What is being asked – Edit the lines below, changing each "Regions" to "Outlines" and leaving everything else unchanged.

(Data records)
────────────────

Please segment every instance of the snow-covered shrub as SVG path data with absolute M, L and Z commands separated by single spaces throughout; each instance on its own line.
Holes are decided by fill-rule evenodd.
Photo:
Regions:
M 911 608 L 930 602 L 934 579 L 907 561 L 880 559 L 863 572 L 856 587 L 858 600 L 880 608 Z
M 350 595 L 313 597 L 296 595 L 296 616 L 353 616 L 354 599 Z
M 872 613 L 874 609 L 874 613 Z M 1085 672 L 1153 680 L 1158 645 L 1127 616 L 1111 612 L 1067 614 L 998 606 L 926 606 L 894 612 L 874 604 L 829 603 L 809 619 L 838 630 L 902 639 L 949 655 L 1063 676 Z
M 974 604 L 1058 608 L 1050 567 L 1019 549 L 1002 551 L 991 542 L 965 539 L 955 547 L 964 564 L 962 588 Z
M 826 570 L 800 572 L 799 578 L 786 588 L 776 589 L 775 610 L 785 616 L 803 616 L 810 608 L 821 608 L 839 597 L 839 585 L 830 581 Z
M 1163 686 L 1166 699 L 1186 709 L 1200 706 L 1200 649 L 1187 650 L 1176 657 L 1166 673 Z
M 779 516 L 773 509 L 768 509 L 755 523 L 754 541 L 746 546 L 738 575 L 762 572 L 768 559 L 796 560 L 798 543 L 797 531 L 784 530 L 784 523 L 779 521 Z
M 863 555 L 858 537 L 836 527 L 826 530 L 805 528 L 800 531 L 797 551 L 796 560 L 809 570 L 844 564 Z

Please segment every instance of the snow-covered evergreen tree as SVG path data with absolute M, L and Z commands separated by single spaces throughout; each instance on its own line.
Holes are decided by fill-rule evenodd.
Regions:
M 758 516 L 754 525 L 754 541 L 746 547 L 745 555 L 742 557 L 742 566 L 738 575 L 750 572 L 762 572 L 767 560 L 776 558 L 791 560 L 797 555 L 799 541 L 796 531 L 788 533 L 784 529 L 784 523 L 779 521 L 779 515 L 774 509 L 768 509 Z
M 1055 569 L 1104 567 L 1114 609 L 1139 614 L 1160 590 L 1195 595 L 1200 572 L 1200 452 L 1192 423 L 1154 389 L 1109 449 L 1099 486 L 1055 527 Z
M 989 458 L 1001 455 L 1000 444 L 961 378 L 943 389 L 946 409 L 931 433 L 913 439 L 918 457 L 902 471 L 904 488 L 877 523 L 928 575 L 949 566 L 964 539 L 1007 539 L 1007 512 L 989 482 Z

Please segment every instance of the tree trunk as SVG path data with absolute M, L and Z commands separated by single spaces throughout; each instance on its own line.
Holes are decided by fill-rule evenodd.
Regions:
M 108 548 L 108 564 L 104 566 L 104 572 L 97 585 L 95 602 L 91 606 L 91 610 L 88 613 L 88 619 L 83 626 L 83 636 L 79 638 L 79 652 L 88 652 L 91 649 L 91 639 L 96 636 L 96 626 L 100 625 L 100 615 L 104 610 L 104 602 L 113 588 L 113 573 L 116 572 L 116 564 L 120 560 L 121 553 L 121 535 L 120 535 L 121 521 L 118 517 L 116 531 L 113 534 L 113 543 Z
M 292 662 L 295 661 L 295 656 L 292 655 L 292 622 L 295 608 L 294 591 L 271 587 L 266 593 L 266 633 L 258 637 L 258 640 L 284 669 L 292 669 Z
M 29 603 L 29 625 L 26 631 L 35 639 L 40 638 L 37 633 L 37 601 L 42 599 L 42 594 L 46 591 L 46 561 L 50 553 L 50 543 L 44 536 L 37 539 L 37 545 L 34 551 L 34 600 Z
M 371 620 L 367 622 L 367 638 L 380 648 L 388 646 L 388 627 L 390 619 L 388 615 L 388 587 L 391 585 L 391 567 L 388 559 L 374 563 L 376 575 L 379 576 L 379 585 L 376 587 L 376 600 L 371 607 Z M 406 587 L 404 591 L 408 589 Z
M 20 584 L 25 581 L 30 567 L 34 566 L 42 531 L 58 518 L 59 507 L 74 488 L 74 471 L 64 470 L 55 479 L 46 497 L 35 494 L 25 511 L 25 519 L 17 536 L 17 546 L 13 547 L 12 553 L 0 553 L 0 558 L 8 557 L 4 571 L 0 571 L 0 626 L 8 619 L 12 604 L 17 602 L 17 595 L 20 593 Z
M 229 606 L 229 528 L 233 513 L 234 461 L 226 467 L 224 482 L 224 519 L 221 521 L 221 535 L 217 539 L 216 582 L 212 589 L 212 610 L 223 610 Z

────────────────

Task solution –
Please segment every instance of the snow-covered shrub as SVG path data with absolute M, L and Z commands separated by single spaces throughout; each instance on its own line.
Holes are decided by fill-rule evenodd.
Photo:
Outlines:
M 911 608 L 930 602 L 934 579 L 907 561 L 880 559 L 863 572 L 856 587 L 858 600 L 880 608 Z
M 350 595 L 313 597 L 296 595 L 296 616 L 353 616 L 354 599 Z
M 872 613 L 874 609 L 874 613 Z M 1085 672 L 1153 680 L 1158 645 L 1127 616 L 1111 612 L 1067 614 L 998 606 L 926 606 L 894 612 L 874 604 L 829 603 L 809 619 L 838 630 L 902 639 L 949 655 L 1063 676 Z
M 974 604 L 1058 608 L 1050 567 L 1019 549 L 1002 551 L 991 542 L 965 539 L 955 547 L 964 564 L 962 588 Z
M 826 570 L 800 572 L 799 578 L 786 588 L 776 589 L 775 610 L 785 616 L 803 616 L 810 608 L 821 608 L 839 597 L 839 585 L 830 581 Z
M 1163 686 L 1166 699 L 1186 709 L 1200 706 L 1200 649 L 1187 650 L 1176 657 L 1166 673 Z
M 779 516 L 773 509 L 768 509 L 755 523 L 754 541 L 746 546 L 738 575 L 762 572 L 768 559 L 796 560 L 798 543 L 797 531 L 784 530 L 784 523 L 779 521 Z
M 863 555 L 858 537 L 836 527 L 826 530 L 805 528 L 800 531 L 797 551 L 796 560 L 809 570 L 844 564 Z

Please segment every instance of the snow-covered evergreen tree as SVG path data with absolute M, L and Z commands separated by single spaces throughout; each instance on its own line.
Holes are decided by fill-rule evenodd.
Outlines:
M 758 516 L 754 525 L 754 541 L 746 547 L 745 555 L 742 557 L 742 566 L 738 575 L 750 572 L 762 572 L 767 560 L 776 558 L 791 560 L 797 555 L 799 541 L 796 531 L 788 533 L 784 529 L 784 523 L 779 521 L 779 515 L 774 509 L 768 509 Z
M 1055 569 L 1104 567 L 1114 609 L 1139 614 L 1160 590 L 1195 595 L 1200 572 L 1200 452 L 1192 423 L 1154 389 L 1109 449 L 1099 486 L 1055 527 Z
M 989 458 L 1001 455 L 1000 444 L 961 378 L 943 389 L 946 409 L 931 433 L 913 439 L 918 457 L 902 471 L 904 488 L 877 523 L 928 575 L 949 566 L 964 539 L 1007 539 L 1007 512 L 989 482 Z

Please segment every instance of the tree trunk as SVG path data with absolute M, L and Z commands separated by single spaces throughout; each instance on its own line.
Holes are decided by fill-rule evenodd.
Outlines:
M 108 548 L 108 564 L 104 566 L 104 572 L 97 585 L 95 602 L 91 606 L 91 610 L 88 613 L 88 619 L 83 626 L 83 636 L 79 638 L 79 652 L 88 652 L 91 649 L 91 639 L 96 636 L 96 626 L 100 625 L 100 615 L 104 610 L 104 602 L 113 588 L 113 573 L 116 572 L 116 564 L 120 560 L 121 553 L 121 535 L 120 535 L 121 521 L 118 517 L 116 531 L 113 534 L 113 543 Z
M 292 662 L 295 661 L 295 656 L 292 655 L 292 622 L 295 608 L 294 591 L 271 587 L 266 593 L 266 633 L 258 637 L 258 640 L 284 669 L 292 669 Z
M 29 603 L 29 625 L 26 631 L 35 639 L 40 638 L 37 633 L 37 601 L 42 599 L 42 594 L 46 591 L 46 561 L 50 553 L 50 543 L 44 536 L 37 539 L 37 545 L 34 551 L 34 600 Z
M 371 620 L 367 622 L 367 638 L 380 648 L 388 646 L 388 627 L 390 619 L 388 615 L 388 587 L 391 585 L 391 567 L 388 559 L 374 563 L 376 575 L 379 576 L 379 585 L 376 587 L 376 600 L 371 607 Z M 406 587 L 404 591 L 408 589 Z
M 20 584 L 25 581 L 30 567 L 34 566 L 42 531 L 58 518 L 59 507 L 74 488 L 74 471 L 64 470 L 55 479 L 46 497 L 35 494 L 25 511 L 25 519 L 17 536 L 17 546 L 13 547 L 12 553 L 0 553 L 0 558 L 8 557 L 4 571 L 0 571 L 0 626 L 8 619 L 12 604 L 17 602 L 17 595 L 20 593 Z
M 229 606 L 229 528 L 233 513 L 234 461 L 226 467 L 224 482 L 224 519 L 221 521 L 221 535 L 217 539 L 216 582 L 212 589 L 212 610 L 223 610 Z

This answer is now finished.